Extract to read:
# Neural-Network-7-Segment-Display

### Problem Overview

1. **Input Representation**:
   Each digit is represented using a 7-segment display with binary encoding for segments `a-g`, as shown in the uploaded table. This will form the input layer of our network.
   
2. **Output Representation**:
   The network will have 10 output nodes (one for each digit, 0 to 9). Each node should output `1` if the corresponding digit is the input; otherwise, it should output `0`.

3. **Network Design**:
   - **Input Layer**: 7 nodes (corresponding to segments `a` to `g` of the 7-segment display).
   - **Hidden Layers**: Two hidden layers with adjustable numbers of neurons (we'll analyze the impact of this in point (i)).
   - **Output Layer**: 10 nodes (one-hot encoding for digits 0 to 9).

4. **Activation Function**: Sigmoid function (non-linear) for each layer except the output layer. This will allow us to compute gradients smoothly.
   
5. **Loss Function**: Mean Squared Error (MSE), given by:
   $
   MSE = \frac{1}{N} \sum_{i=1}^{N} \sum_{j=1}^{10} (y_{ij} - \hat{y}_{ij})^2
   $
   where $ y_{ij} $ is the true output (1 if the digit is $ i $, 0 otherwise) and $ \hat{y}_{ij} $ is the predicted output for each of the 10 output neurons.

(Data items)
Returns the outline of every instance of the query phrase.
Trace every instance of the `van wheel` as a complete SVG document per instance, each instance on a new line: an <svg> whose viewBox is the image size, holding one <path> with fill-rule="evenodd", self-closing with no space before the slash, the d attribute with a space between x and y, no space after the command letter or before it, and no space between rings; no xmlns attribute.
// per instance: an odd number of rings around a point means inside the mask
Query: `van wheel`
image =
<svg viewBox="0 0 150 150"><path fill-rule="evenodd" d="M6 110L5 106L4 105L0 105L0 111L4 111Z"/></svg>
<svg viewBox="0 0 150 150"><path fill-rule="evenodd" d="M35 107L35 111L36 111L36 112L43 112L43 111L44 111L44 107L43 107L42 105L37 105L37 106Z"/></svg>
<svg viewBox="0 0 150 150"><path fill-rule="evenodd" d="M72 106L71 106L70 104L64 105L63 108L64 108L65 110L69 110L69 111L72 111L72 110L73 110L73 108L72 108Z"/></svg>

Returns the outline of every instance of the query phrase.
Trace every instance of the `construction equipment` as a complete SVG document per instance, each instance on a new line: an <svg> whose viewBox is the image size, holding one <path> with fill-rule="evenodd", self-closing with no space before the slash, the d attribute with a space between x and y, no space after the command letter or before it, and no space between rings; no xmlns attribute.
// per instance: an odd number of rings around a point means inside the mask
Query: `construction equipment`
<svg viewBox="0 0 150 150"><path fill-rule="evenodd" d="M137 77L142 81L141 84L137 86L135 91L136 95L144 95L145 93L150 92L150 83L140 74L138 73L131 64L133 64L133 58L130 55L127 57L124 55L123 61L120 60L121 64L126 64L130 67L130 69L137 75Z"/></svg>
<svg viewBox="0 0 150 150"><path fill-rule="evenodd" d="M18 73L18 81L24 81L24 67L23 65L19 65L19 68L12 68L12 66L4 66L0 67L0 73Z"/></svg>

Job:
What activation function does the 7-segment network overview specify for every layer except the output layer? The entries have nothing to do with the 7-segment network overview.

Result:
The sigmoid function.